WHAT TO PRODUCE. From the text below about Valentina Greco's NIH Pioneer Award, list every challenge in the face of which, according to it, tissues maintain themselves throughout life.

TEXT PROVIDED.
Valentina Greco, PhD, Carolyn Walch Slayman Professor of Genetics, has been awarded the National Institutes of Health (NIH) Director’s Pioneer Award. The grant, $3.5 million over the next five years, is inspired by Greco’s pioneering research into skin stem cells, which has revealed in intricate detail the secrets to their daily and ever-changing lives. She investigates how tissues maintain themselves throughout life in the face of continuous cellular turnover, frequent injuries and spontaneous mutations—and recently has focused on skin cells’ apparent ability to thwart the formation and spread of cancers.
“Dr. Greco is an outstanding scientist and a pioneer in the stem cell field,” says Sean Morrison, PhD, professor and director of the Children’s Medical Center Research Institute at UT Southwestern and a Howard Hughes Medical Institute investigator. “It is exciting that she is applying her creativity and vision to better understand how our tissues suppress the development of cancer. This has big implications for understanding cancer and aging,” he says.
Other scientists have shown how cells in the skin carry a surprisingly high number of mutations, some of which are known drivers of cancer. Occasionally these cells even begin to form tumors in the skin. But during the course of their studies, the Greco group came across something spectacular. They observed that despite the initial formation of these aberrant growths, the skin had somehow found a way to eliminate them. It was a radical departure from the norm, and one that highlighted to Greco the exceptional dynamic tolerance and flexibility of the skin.

ENTRIES PROVIDED.
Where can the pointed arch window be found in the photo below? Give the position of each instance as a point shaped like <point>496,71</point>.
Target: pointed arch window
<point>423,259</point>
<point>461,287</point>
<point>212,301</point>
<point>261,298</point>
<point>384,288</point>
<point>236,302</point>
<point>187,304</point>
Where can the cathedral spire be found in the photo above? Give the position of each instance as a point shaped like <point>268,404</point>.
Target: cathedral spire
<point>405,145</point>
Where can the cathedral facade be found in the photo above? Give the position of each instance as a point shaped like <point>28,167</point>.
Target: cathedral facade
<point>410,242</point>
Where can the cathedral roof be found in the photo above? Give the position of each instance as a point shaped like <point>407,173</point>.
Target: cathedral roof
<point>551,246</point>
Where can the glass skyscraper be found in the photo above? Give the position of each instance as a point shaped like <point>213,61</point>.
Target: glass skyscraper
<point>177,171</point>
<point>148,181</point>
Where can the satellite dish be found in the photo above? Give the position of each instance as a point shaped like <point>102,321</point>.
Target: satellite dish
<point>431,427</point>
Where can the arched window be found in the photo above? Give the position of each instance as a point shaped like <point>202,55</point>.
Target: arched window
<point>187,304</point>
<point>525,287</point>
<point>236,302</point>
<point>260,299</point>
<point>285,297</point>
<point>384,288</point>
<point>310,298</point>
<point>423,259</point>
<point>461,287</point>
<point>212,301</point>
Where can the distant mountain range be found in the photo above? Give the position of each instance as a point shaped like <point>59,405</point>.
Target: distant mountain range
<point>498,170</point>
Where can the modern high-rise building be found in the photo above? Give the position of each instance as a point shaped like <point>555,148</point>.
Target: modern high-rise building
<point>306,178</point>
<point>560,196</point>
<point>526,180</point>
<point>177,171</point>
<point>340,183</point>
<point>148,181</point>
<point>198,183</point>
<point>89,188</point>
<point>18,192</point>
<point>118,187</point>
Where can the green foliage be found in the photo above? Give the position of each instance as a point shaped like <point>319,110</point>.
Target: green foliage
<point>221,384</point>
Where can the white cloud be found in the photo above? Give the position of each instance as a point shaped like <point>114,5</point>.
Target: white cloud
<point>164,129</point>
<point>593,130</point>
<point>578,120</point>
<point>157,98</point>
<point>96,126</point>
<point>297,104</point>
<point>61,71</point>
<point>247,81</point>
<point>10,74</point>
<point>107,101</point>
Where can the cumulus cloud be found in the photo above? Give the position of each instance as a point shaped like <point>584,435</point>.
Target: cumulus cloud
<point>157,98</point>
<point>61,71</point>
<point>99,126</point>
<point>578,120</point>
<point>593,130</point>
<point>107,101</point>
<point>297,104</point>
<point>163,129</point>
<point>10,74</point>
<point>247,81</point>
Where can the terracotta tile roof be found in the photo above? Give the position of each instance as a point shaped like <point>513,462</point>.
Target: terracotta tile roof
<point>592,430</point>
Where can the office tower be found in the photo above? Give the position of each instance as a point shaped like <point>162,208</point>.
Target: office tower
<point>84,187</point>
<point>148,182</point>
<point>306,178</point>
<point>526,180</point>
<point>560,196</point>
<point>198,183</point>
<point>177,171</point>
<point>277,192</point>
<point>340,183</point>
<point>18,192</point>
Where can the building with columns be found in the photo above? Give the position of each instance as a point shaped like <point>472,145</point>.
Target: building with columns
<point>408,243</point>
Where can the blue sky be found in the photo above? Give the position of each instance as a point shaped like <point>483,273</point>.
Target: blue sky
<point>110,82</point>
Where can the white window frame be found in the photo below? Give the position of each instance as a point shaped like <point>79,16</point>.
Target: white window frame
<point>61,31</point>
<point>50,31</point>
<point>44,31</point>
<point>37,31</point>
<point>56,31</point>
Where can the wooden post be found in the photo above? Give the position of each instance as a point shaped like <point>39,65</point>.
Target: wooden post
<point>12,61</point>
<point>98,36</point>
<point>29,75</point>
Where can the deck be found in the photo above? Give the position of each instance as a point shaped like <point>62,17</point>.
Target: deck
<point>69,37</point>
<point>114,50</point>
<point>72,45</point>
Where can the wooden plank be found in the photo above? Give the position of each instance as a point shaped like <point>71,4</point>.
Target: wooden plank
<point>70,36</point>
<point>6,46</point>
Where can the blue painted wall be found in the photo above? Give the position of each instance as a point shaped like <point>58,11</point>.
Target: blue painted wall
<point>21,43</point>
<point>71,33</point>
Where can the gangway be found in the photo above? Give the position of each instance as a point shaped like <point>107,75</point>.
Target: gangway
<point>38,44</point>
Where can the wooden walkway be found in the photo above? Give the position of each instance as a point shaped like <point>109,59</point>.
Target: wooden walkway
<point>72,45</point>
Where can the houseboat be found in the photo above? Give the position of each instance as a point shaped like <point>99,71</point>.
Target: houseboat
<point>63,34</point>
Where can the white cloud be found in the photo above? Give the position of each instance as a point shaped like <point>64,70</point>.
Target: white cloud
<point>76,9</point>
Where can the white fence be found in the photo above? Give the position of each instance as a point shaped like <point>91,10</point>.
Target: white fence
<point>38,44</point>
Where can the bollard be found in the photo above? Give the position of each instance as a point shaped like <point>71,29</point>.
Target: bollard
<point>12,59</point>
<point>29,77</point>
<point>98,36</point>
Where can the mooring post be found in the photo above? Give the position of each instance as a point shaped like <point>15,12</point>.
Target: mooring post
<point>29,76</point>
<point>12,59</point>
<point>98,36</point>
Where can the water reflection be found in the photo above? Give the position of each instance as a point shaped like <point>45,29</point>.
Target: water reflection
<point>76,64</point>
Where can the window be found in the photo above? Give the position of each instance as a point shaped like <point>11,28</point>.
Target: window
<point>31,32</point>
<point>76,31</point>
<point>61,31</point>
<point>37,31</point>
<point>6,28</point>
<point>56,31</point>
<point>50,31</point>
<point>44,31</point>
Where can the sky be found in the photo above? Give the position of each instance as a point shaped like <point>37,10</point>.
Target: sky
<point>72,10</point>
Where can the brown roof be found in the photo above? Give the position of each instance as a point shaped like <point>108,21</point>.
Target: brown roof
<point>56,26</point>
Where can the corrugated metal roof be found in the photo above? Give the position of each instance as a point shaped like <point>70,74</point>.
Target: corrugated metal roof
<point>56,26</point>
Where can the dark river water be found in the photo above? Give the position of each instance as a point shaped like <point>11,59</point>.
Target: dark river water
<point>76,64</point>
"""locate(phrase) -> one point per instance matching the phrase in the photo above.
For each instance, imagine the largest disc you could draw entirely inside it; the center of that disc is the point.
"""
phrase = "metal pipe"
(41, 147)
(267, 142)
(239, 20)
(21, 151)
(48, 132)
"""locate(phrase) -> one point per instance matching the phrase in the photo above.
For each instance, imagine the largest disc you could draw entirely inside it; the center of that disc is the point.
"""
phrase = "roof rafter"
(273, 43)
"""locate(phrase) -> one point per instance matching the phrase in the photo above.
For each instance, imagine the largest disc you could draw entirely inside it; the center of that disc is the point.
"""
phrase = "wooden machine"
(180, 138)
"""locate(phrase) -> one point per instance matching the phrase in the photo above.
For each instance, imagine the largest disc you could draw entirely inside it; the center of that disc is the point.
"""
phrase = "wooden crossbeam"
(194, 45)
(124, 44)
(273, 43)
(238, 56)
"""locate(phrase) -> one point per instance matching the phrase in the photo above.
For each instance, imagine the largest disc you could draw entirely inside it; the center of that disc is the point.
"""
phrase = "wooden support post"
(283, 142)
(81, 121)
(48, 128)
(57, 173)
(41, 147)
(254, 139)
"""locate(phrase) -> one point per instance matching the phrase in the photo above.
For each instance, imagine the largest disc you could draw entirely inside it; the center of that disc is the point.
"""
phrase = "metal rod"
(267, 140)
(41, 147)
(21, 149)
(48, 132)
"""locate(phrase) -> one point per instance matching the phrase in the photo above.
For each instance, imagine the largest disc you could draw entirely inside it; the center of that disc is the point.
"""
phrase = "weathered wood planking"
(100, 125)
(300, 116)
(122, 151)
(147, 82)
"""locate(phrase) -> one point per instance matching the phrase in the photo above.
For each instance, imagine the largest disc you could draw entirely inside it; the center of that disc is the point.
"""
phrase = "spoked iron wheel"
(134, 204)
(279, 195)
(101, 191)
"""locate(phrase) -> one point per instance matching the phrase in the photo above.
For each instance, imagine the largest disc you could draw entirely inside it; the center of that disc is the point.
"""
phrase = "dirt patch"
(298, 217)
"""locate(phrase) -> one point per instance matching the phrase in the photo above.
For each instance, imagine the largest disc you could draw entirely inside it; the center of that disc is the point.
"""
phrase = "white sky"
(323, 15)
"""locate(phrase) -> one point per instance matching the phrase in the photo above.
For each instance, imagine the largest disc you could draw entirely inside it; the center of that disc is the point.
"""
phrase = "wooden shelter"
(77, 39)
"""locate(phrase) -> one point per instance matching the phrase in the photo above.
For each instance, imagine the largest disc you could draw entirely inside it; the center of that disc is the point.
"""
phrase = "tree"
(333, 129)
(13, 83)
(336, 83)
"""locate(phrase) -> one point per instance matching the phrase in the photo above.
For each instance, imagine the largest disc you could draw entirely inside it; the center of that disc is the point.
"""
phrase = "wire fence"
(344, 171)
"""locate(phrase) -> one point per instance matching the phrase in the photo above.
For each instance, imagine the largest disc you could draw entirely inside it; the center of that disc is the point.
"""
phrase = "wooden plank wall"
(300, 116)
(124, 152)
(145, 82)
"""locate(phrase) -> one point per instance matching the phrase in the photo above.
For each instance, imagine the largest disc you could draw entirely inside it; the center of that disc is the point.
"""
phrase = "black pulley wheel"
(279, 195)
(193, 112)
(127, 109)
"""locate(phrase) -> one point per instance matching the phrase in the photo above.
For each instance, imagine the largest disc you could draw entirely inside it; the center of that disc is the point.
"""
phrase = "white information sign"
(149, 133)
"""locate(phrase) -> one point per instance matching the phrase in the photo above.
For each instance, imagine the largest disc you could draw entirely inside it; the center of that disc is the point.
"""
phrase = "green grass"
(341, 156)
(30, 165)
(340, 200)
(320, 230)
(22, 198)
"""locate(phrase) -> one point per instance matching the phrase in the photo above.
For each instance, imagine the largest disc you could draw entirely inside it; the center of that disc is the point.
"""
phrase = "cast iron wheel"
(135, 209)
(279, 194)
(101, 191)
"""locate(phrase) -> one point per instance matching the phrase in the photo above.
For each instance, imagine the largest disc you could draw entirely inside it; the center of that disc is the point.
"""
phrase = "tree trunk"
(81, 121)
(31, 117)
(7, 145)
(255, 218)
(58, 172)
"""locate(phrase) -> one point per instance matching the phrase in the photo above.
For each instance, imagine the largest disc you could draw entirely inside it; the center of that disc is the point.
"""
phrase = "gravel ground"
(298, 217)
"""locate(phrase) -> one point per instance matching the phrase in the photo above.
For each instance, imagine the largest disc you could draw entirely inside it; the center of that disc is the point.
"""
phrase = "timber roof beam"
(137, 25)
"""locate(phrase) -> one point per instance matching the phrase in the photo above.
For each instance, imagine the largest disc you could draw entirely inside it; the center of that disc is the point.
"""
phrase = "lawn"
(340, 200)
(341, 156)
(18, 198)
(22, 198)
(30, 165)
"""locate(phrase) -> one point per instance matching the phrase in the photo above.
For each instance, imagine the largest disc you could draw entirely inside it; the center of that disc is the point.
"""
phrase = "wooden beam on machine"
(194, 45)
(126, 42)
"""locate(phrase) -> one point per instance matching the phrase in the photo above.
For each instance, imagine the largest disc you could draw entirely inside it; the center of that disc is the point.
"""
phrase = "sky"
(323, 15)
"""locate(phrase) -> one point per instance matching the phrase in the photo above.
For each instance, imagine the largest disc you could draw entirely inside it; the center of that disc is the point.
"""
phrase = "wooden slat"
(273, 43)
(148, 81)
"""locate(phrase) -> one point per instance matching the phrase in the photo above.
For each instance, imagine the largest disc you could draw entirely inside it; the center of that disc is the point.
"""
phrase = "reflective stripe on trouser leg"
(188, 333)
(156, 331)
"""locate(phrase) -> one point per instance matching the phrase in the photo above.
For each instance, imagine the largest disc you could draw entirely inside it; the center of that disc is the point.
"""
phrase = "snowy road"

ANSWER.
- Continuous cellular turnover
- Frequent injuries
- Spontaneous mutations